Output the data word for word. Begin at its first line and end at the line with "Target: excavator cab".

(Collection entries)
>>>>

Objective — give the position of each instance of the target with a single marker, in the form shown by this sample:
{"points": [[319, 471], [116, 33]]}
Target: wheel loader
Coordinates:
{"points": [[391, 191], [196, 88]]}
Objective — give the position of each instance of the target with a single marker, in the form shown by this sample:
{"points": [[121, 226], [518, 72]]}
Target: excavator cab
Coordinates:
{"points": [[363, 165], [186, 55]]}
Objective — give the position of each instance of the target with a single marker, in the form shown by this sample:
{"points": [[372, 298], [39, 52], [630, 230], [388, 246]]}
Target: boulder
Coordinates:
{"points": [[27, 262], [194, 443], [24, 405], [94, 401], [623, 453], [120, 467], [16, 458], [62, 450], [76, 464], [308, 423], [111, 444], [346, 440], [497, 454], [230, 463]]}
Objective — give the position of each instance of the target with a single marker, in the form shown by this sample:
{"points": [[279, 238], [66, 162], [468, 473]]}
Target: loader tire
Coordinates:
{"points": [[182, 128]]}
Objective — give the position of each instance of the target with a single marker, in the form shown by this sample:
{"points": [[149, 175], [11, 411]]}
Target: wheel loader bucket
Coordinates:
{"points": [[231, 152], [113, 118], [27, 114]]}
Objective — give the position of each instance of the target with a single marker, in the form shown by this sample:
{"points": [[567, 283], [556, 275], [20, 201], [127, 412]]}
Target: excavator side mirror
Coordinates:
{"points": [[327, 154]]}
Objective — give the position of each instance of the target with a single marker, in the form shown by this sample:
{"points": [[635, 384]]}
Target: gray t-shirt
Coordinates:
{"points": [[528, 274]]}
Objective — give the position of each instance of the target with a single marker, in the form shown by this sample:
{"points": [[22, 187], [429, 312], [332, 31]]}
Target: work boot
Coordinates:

<<<<

## [ANSWER TO THE EXERCISE]
Objective — give the position of each instance of the target with a single marker, in the form shown by this sample:
{"points": [[319, 471], [116, 33]]}
Target: wheel loader
Coordinates:
{"points": [[391, 191], [196, 88]]}
Objective — give the position of each instance of the target with a single marker, in the form shown by this sample:
{"points": [[121, 226], [518, 72]]}
Target: excavator cab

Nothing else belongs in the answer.